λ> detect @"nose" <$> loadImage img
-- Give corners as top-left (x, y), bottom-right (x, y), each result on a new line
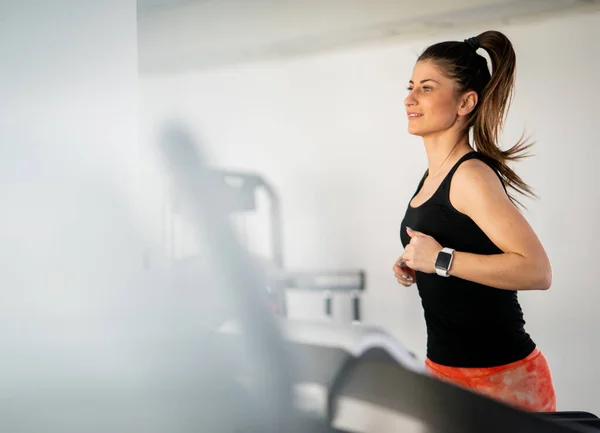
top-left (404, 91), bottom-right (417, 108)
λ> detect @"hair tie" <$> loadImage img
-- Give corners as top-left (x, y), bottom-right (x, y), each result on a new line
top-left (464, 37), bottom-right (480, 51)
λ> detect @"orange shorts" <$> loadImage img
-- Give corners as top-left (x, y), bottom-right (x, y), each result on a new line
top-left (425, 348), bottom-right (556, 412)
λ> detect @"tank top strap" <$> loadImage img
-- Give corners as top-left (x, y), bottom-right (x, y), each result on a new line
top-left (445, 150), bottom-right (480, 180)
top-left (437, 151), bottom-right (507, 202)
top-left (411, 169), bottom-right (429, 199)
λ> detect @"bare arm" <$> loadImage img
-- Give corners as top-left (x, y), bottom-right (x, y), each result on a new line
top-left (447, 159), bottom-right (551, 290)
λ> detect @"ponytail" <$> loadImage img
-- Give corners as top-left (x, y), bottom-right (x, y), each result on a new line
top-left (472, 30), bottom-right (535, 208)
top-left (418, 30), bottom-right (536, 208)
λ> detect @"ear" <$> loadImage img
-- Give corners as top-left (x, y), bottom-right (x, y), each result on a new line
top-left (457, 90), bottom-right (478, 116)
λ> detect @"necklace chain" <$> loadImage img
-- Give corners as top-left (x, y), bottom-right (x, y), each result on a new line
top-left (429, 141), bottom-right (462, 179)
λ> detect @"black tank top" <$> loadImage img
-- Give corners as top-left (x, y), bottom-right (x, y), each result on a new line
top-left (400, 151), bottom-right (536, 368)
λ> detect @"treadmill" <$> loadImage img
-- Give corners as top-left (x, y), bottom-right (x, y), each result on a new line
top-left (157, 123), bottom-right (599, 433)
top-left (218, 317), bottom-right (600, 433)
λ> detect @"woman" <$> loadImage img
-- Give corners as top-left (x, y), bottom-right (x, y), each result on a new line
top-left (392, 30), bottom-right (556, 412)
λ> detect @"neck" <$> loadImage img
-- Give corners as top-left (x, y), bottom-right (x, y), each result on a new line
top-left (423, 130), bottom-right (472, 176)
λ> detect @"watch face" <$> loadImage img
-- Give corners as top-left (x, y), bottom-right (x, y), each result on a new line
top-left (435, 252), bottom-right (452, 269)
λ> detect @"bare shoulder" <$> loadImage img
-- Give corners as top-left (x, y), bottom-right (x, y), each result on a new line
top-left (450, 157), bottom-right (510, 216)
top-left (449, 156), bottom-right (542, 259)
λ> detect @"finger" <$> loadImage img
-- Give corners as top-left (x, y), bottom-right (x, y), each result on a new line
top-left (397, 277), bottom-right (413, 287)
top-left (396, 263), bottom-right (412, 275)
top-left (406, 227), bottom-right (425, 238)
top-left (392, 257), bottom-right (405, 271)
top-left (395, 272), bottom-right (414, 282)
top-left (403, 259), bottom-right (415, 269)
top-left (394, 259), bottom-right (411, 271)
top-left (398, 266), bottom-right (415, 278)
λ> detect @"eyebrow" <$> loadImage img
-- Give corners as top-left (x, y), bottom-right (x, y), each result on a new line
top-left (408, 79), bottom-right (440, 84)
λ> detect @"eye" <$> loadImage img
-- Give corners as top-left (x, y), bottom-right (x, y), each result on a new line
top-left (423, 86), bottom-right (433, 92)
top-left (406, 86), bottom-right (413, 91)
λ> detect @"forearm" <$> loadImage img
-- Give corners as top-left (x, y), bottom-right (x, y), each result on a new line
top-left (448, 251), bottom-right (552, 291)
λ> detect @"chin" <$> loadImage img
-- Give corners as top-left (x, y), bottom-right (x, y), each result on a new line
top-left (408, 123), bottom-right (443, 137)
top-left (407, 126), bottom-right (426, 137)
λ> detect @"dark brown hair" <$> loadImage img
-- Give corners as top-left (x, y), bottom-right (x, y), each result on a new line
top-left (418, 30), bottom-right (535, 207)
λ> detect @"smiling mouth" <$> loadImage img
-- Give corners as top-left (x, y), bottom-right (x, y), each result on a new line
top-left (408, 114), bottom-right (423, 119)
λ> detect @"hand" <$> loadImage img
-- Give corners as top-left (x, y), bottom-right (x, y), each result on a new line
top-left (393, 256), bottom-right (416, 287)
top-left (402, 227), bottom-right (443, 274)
::::::
What to produce —
Answer with a number alone. It should equal the count of lines in the entries that hold "hair".

Result for this task —
2